Retype every record that appears below, unchanged.

*** Opening Listed records ***

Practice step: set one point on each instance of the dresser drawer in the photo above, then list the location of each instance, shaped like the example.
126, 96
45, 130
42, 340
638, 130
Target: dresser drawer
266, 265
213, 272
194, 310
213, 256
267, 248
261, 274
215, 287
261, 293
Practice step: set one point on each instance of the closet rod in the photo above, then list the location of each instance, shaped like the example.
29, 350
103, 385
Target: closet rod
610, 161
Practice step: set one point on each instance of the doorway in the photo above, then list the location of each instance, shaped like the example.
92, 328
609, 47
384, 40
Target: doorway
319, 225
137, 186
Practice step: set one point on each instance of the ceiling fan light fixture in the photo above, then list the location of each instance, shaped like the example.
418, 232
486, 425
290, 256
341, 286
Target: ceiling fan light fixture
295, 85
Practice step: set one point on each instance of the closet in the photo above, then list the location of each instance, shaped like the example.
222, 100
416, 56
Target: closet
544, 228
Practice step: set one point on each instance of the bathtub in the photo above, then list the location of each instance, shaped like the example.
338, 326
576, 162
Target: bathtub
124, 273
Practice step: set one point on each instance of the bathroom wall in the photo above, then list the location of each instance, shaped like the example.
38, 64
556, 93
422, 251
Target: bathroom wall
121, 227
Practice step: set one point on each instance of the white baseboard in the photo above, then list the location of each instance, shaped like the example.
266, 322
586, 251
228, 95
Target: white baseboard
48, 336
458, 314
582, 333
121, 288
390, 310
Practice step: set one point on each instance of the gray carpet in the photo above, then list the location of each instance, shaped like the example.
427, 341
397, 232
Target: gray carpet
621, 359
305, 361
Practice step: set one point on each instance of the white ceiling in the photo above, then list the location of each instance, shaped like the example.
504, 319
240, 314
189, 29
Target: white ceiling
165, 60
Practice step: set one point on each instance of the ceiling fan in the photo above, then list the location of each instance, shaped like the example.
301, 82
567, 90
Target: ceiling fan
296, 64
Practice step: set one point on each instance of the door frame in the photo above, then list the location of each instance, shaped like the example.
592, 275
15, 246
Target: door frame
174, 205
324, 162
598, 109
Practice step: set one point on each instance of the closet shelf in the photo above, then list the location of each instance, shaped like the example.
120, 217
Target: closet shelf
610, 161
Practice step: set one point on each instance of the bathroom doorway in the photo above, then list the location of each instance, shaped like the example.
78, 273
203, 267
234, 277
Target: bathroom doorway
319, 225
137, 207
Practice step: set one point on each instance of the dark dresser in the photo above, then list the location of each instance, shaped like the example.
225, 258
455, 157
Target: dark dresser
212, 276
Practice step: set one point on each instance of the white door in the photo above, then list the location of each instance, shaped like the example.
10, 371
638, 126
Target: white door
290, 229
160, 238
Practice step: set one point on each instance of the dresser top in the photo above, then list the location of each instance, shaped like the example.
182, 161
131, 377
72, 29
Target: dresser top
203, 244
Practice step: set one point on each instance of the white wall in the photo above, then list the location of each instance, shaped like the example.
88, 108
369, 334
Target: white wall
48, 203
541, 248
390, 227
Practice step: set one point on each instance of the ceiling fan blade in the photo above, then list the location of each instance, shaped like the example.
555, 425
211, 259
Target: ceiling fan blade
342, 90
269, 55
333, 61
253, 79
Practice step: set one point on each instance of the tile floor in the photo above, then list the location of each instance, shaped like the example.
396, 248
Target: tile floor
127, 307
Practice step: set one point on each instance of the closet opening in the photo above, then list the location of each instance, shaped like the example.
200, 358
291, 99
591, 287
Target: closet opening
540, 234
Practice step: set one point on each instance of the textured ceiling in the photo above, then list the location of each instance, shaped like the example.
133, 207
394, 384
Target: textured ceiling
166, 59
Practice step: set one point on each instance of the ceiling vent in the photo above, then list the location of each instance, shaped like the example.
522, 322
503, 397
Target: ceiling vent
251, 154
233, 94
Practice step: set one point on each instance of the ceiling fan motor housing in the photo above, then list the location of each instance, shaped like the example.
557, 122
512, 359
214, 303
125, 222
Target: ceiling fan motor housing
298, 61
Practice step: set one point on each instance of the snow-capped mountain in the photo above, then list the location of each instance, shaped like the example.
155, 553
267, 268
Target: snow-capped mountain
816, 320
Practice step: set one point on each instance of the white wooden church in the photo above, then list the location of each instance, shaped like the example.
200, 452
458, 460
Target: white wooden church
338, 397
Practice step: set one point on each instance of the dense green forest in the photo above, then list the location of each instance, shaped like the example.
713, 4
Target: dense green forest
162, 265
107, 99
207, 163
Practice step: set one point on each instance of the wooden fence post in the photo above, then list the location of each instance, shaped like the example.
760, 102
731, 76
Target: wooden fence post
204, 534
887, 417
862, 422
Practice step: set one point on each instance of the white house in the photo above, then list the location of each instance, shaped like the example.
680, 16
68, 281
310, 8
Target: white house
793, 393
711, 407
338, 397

*** Closing Listed records ***

### Exercise result
Practice step: set one point on each instance of the dresser drawer in the photo above, then list the location of each instance, shaped like the example.
126, 96
45, 130
42, 340
638, 130
Target: dresser drawer
266, 265
213, 272
194, 310
213, 256
267, 248
261, 274
215, 287
261, 293
Practice step: set one point on each instance of the closet rod in the photo above, then list the location of each instance, shaped like the example.
29, 350
103, 385
Target: closet rod
610, 161
Practice step: set one point on each instance of the doorway in the photo above, then list the location of each instance, shaped like the example.
92, 328
609, 47
384, 40
Target: doorway
319, 225
137, 186
Practice step: set one point on each instance of the ceiling fan light fixture in the photo above, then list the location of each instance, shaped like the example.
418, 232
486, 425
290, 256
341, 286
Target: ceiling fan light fixture
295, 85
Practice step: set one point on each instance of the closet in the photo above, then list the location of each instance, shaped like the example.
222, 100
416, 56
Target: closet
544, 228
Practice step: set one point on each instance of the bathtub in the photo above, then list the location of each instance, shaped like the example.
338, 326
576, 162
Target: bathtub
124, 273
Practice step: set one point on each instance of the bathroom wall in the photo above, then list the location of each instance, shaped like the example.
38, 64
556, 93
422, 251
Target: bathroom wall
121, 227
Practice step: set one point on each instance of the white baseboard in the photo above, then list the location of each instance, shaped like the example.
266, 322
586, 251
228, 95
Target: white baseboard
48, 336
458, 314
582, 333
121, 288
390, 310
Practice step: set one point on each instance of the gray carpet in the photo above, then list the location of each instance, shaped like the example.
427, 341
397, 232
Target: gray carpet
621, 359
305, 361
Practice step: set one point on each instance of the white ceiling in the photo above, then list the location of each instance, shaped like the example.
504, 319
240, 314
189, 29
Target: white ceiling
165, 60
Practice step: set one point on each instance of the ceiling fan in the photo above, then list the location of each instance, shaped like the example.
301, 82
567, 90
Target: ceiling fan
296, 64
Practice step: set one point on each instance of the door frame in the photo above, then list the location of each instance, shaped like the example.
592, 275
15, 246
Target: door frame
174, 205
324, 162
598, 109
Practice step: set one point on each instance of the closet shelf in the photo above, then list the location of each instance, shaped like the example.
120, 217
Target: closet shelf
610, 161
Practice step: set one point on each instance of the bathroom doorway in the photo above, then list the location of each instance, shaped like the example.
78, 273
203, 267
234, 277
Target: bathroom doorway
319, 225
137, 207
Practice step: set one point on each instance of the dark dresser in the photo above, then list the location of each instance, shaped like the example.
225, 258
455, 157
Target: dark dresser
212, 276
Practice step: set one point on each instance of the white door in the photo above, then list the location of each instance, shaped like the example.
10, 371
638, 126
Target: white door
290, 229
160, 238
Practice step: set one point on each instance of the dresser top in the photo above, then list the location of each instance, shaped like the example.
182, 161
131, 377
72, 29
Target: dresser top
203, 244
Practice step: set one point on each instance of the white wall in the photo above, then list the location of each instance, shaped like the example.
88, 108
369, 334
Target: white wall
48, 203
541, 248
390, 227
Practice step: set one point on each instance of the ceiling fan blade in the photo above, then list the location of each instance, shaped like the example.
555, 425
211, 259
Target: ceiling fan blade
342, 90
269, 55
333, 61
253, 79
Practice step: set one point on each instance of the tile floor in the photo above, then list the location of each instance, shaped like the example.
396, 248
Target: tile floor
127, 307
Practice step: set one point on each instance of the closet opening in the photo above, then list the location of each instance, shaped like the example.
200, 358
291, 99
591, 287
Target: closet opening
540, 234
Practice step: set one point on each instance of the textured ceiling in the photo above, then list the location of each instance, shaped like the example.
133, 207
394, 384
Target: textured ceiling
166, 59
Practice step: set one point on each instance of the ceiling vent in the photo above, then list the location of each instance, shaped like the example.
522, 322
503, 397
Target: ceiling vent
251, 154
233, 94
Practice step: set one point on each instance of the ceiling fan motor housing in the photo above, then list the location of each instance, shaped like the example.
557, 122
512, 359
214, 303
125, 222
Target: ceiling fan motor housing
298, 61
Practice step: set one point on each instance of the snow-capped mountain in the photo above, then list the location of each instance, shaped like the example.
155, 553
267, 268
Target: snow-capped mountain
816, 320
Practice step: set one point on each instance of the white wooden church in the photo above, then list the location of each instance, shaped like the example.
200, 452
458, 460
Target: white wooden church
338, 397
Practice step: set one point on each instance of the dense green forest in the photo above, then list the location of each instance, shaped like the example.
713, 4
Target: dense green forest
162, 265
107, 99
207, 163
Practice step: set one point on each instance of the wooden fence post in the photo above, then list the location of each instance, shaped like the example.
760, 102
731, 76
Target: wooden fence post
204, 534
887, 417
862, 422
Practice step: set one point on each instance of the white house in the photo above, then list the location of each instance, shaped like the example.
680, 16
68, 281
310, 8
Target: white house
793, 393
711, 407
338, 397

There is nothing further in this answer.